(Data supplied Opens)

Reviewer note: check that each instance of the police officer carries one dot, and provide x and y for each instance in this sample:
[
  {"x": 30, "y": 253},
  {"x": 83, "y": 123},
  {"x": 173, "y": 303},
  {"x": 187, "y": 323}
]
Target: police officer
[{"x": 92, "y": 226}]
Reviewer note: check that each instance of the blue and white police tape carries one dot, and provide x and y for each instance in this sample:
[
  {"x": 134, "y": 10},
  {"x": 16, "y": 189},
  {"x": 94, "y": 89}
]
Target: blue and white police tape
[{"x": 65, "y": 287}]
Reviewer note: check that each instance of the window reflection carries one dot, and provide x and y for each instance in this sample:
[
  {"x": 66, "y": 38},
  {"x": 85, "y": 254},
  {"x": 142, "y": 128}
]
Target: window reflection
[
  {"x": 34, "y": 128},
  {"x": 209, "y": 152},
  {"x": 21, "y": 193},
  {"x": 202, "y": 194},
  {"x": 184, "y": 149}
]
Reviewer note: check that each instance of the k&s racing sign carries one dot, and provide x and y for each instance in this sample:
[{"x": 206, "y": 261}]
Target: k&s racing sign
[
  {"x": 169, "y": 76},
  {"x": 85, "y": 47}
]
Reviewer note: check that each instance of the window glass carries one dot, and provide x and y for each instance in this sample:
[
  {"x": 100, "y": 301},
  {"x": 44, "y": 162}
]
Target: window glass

(Data supplied Closes)
(Data supplied Opens)

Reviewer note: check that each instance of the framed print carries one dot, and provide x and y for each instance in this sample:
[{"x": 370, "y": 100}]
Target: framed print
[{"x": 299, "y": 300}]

(Data supplied Closes)

→ What you should do:
From the listing above, copy every line where the string "glass" is found.

→ Finished exercise:
Reviewer note: check that each instance of the window glass carries one dot, and provide x and y for each instance in this sample:
Target: window glass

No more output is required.